--- Begin ---
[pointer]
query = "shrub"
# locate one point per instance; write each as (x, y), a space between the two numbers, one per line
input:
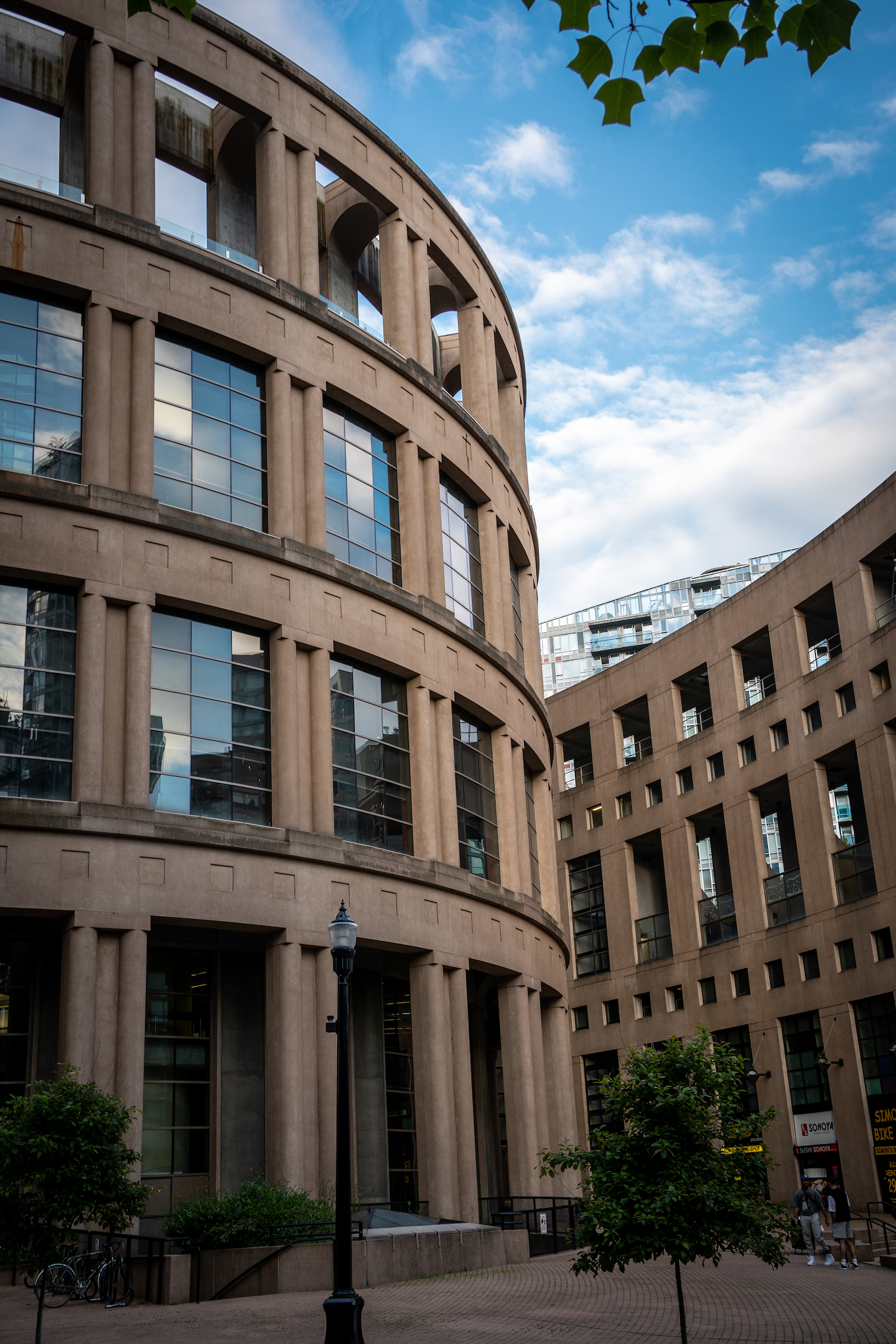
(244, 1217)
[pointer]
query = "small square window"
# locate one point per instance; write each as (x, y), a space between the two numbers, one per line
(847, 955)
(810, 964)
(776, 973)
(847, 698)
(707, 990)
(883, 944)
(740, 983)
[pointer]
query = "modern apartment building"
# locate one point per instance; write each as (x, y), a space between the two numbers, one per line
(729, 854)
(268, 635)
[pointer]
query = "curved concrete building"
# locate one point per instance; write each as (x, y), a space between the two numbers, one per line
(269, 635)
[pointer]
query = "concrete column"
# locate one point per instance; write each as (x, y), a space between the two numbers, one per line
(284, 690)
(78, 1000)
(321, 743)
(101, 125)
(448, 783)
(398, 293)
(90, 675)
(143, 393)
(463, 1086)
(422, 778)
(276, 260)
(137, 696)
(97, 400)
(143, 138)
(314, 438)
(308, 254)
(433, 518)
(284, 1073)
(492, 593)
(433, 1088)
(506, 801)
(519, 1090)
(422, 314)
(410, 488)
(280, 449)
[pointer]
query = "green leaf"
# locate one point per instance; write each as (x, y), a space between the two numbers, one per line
--- End ---
:: Required task ::
Copy every one of the lines above without any change, leaving out the picture.

:: Result for this exercise ::
[pointer]
query = "shrub"
# locate one point per instance; write each as (x, y), a space between the two numbers, one per line
input:
(244, 1217)
[pointer]
query = "small square window"
# locate one point per instance; write each as (x, y), a space between the two numbers, one per line
(847, 955)
(810, 964)
(776, 973)
(847, 698)
(707, 990)
(883, 944)
(740, 983)
[pointer]
query = "modern apartment building"
# locate one point per instance; write each as (x, y), a space between the two numbers, one per line
(729, 854)
(268, 635)
[pointer]
query = "curved concrete building"
# locate one point per instance; write each as (x, y), a space between the two numbers, one per line
(269, 635)
[pointer]
query = "concrete column"
# locate one point per instance; write each as (x, y), a space between the two numbers, one per line
(284, 690)
(78, 1000)
(321, 743)
(101, 125)
(448, 783)
(398, 293)
(90, 675)
(143, 393)
(463, 1086)
(422, 778)
(276, 260)
(137, 696)
(97, 400)
(143, 138)
(314, 438)
(308, 254)
(433, 518)
(284, 1073)
(492, 593)
(433, 1088)
(506, 801)
(519, 1090)
(422, 314)
(410, 488)
(280, 449)
[pointer]
query = "green leaf"
# locate one point per instance; write each as (x, y), a space between the two numbers, one per line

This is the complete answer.